Give only the lines from the line that contains "For every instance of the headlight" through the line that contains "x=166, y=216", both included, as a Markdown table with the columns Row and Line. Leave out any blank lines.
──────── RECORDS ────────
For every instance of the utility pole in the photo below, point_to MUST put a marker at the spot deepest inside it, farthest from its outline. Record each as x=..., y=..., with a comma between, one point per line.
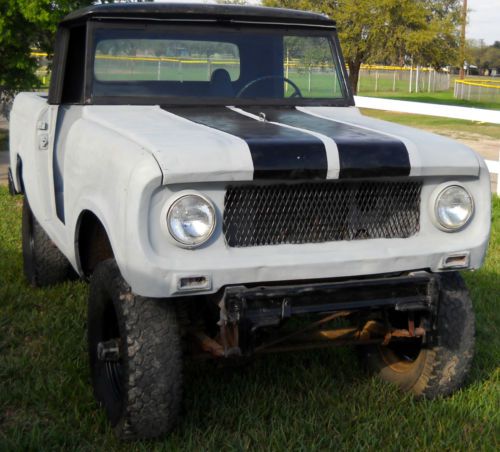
x=463, y=40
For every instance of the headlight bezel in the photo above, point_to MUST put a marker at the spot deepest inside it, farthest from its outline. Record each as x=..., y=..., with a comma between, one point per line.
x=438, y=194
x=166, y=216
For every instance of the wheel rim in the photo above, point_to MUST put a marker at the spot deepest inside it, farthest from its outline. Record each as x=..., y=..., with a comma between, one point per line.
x=112, y=369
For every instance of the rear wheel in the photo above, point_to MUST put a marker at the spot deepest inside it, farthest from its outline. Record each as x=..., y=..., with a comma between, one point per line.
x=135, y=356
x=43, y=263
x=438, y=369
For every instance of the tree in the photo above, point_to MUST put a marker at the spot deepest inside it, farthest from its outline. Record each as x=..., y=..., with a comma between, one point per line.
x=485, y=57
x=27, y=24
x=389, y=30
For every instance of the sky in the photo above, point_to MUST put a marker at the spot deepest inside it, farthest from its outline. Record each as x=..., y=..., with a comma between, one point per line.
x=484, y=18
────────
* [SOLUTION]
| Row | Line |
|---|---|
| 1 | For every instance of the headlight bezel in the photo above, point_to MUST put a marker at the spot deepest inside it, farthest from its outline. Record each as x=..., y=..., with a comma between, one point per line. |
| 2 | x=438, y=194 |
| 3 | x=166, y=216 |